*Excerpt to read*.
──────────────────────────────

National Water Quality Month: A Reminder to Enhance Water Safety and Sustainability Efforts

Aug 06, 2015 | Stella Bartholet

National Water Quality Month in August serves as an important reminder for local health departments to reflect on the safety of water in their communities. Although the United States has one of the most developed drinking water systems in the world, there are still many factors that threaten the quality and quantity of drinking water.

NACCHO recently released policy statements summarizing its positions on Water Quality and Sustainable Water Use. These documents are available for local health departments to learn about threats to water quality and actions to take to prevent the depletion of drinking water.

These policy statements indicate that one of the biggest threats to water quality and availability is the lack of funding and support for local health department water services. Water is arguably the most important resource to sustaining health and life, yet many health departments are reducing or eliminating water programs as a result of budget cuts. According to a survey NACCHO conducted in 2012, the percentage of public health directors who reported programmatic activity to protect the quality and quantity of fresh water decreased from 66.9% in 2008 to 46.4% in 2012.

──────────────────────────────

*Dataset*.
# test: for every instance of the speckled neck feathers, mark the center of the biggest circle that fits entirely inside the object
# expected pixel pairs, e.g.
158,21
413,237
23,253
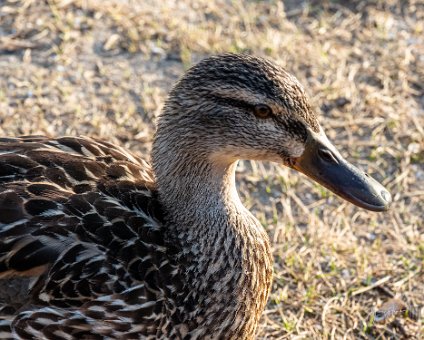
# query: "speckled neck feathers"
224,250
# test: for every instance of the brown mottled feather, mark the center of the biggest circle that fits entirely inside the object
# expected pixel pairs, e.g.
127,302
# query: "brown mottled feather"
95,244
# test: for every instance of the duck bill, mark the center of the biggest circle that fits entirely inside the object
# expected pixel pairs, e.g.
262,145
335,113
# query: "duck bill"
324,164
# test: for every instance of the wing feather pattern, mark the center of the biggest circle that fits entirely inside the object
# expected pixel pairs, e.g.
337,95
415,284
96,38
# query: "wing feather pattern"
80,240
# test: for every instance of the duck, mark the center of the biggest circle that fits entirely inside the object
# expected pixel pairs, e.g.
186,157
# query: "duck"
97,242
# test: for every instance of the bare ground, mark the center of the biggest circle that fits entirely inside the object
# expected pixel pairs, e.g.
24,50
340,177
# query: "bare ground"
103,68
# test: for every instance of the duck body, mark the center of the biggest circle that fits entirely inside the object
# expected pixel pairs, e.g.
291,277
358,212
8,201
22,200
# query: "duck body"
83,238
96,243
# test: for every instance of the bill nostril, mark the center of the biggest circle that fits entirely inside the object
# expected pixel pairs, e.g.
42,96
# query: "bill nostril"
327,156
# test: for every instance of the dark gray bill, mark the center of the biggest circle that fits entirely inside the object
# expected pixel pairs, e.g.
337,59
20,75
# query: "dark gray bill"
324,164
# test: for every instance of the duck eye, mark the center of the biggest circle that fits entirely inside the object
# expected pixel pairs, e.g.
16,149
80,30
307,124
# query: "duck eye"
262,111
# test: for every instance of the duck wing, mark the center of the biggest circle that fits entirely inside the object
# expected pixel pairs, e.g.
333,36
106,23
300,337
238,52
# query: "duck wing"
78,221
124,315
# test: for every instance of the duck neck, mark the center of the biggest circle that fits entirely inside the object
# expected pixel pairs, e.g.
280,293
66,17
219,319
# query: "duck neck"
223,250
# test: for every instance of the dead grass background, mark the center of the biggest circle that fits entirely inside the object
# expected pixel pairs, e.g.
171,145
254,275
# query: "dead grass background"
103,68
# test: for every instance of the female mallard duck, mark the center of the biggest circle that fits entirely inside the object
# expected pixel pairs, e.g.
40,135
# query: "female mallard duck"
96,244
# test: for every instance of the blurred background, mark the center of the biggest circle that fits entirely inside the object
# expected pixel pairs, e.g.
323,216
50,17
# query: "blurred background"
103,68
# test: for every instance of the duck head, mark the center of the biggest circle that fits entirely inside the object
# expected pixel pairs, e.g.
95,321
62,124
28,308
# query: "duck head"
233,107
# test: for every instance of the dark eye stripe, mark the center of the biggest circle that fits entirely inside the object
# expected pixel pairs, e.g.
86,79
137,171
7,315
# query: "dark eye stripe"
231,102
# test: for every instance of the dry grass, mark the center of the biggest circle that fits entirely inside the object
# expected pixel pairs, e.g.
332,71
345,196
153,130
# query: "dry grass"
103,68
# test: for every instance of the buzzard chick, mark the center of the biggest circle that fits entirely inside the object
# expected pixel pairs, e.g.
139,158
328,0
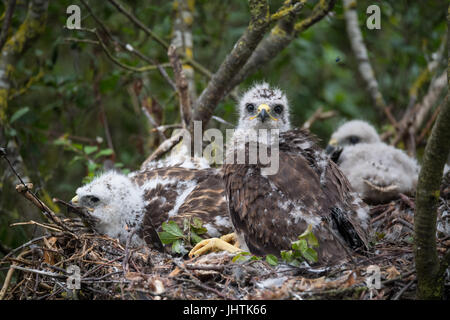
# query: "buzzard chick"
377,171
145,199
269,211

──────────────────────────────

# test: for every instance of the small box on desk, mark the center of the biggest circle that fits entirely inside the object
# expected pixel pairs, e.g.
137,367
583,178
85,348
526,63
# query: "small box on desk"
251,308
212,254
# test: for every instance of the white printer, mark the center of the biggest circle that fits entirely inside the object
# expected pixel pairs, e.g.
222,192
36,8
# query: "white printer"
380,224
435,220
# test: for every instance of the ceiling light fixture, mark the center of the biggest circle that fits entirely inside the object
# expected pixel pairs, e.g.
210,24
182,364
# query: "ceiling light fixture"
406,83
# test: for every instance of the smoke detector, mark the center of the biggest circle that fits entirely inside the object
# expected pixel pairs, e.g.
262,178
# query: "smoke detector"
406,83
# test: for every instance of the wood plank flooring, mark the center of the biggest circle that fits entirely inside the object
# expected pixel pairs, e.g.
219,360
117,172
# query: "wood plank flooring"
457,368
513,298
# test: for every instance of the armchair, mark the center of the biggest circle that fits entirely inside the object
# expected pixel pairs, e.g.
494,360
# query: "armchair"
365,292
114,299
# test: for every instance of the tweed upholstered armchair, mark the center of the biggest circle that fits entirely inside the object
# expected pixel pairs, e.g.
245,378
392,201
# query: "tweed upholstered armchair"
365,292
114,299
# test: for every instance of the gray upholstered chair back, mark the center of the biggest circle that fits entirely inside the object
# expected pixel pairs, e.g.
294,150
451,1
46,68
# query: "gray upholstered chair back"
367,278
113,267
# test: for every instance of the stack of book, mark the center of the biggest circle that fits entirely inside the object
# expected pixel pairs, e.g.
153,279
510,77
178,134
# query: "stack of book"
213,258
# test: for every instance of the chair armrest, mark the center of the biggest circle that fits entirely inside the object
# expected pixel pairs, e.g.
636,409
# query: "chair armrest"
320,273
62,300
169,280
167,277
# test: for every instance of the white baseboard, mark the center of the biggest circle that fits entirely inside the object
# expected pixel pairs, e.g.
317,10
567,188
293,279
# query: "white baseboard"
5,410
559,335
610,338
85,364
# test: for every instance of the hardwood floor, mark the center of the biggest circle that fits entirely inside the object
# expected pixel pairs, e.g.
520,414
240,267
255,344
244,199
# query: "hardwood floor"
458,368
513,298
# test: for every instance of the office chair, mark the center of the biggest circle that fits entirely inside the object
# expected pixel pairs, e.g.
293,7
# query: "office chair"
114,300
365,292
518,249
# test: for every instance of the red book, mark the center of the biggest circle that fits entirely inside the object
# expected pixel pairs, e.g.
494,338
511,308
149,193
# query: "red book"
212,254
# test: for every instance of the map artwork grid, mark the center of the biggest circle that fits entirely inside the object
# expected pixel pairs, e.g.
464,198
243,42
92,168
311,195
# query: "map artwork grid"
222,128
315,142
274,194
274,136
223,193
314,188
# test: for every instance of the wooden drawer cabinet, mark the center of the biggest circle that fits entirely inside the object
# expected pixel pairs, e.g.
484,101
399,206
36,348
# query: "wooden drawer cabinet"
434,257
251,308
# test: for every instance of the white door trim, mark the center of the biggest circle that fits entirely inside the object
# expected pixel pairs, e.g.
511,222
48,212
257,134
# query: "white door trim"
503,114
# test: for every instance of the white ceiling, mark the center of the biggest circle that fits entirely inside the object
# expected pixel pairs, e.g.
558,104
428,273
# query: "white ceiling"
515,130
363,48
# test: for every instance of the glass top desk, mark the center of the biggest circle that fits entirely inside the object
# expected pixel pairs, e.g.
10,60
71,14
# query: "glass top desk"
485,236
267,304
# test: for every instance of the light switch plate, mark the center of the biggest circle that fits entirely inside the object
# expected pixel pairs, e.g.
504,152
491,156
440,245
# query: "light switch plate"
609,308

──────────────────────────────

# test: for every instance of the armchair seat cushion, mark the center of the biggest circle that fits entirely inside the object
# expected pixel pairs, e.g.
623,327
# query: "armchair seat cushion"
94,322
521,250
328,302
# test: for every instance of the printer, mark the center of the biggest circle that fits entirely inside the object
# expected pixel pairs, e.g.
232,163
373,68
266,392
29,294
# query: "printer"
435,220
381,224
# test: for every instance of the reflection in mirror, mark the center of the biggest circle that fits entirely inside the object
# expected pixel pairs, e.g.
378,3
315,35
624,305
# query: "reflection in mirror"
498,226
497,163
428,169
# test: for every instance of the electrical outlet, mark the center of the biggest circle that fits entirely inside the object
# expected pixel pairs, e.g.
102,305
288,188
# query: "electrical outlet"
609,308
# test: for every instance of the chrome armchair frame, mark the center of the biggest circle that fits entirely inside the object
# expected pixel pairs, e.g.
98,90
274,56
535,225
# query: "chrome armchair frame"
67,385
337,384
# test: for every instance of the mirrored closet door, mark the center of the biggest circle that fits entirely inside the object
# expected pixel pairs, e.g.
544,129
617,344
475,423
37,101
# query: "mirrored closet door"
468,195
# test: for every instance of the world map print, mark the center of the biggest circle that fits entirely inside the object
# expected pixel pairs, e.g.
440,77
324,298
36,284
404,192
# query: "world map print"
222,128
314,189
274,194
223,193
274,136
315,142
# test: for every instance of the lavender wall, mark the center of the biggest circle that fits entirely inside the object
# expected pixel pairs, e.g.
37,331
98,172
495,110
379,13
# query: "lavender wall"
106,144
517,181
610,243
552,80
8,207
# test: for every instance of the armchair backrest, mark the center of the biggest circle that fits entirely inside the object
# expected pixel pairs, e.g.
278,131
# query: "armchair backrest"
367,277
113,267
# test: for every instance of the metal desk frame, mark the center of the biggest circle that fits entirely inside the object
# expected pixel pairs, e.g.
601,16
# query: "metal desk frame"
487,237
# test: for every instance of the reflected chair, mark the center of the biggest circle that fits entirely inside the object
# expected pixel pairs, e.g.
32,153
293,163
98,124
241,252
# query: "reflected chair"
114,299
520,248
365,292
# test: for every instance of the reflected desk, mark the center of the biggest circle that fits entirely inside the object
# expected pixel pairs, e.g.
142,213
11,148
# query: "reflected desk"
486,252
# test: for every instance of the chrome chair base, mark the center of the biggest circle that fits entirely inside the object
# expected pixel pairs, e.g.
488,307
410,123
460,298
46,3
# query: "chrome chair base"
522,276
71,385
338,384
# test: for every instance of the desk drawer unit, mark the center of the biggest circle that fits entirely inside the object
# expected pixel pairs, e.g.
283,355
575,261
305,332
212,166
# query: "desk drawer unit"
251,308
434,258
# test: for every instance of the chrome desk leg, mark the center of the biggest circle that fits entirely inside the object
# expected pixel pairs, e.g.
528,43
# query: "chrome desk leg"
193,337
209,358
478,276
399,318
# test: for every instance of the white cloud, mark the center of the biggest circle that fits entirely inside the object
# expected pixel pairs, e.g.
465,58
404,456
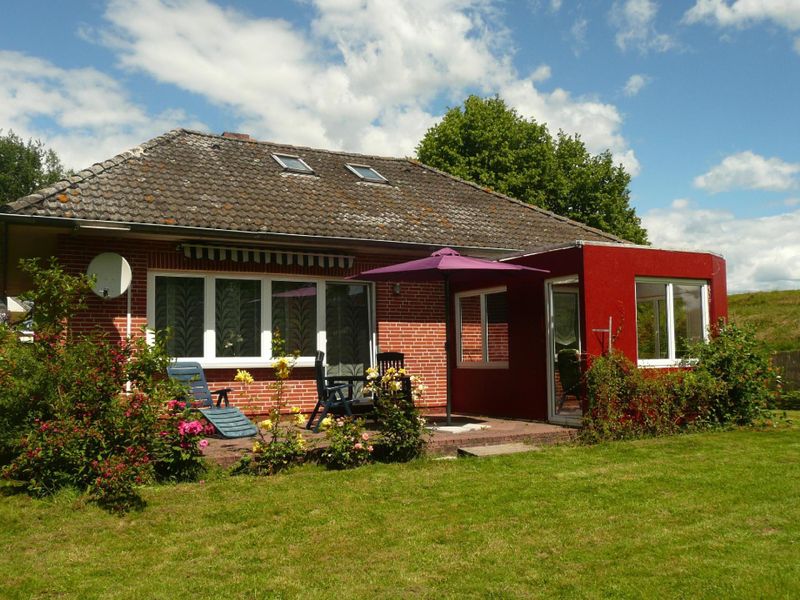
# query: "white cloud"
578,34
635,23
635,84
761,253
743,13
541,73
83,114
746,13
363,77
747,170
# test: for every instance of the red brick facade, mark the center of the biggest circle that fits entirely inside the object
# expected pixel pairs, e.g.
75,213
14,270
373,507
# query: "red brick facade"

──────────────────────────────

*What the task requires*.
In the National Water Quality Month article, what percentage of public health directors reported activity to protect fresh water in 2012?

*Response below*.
46.4%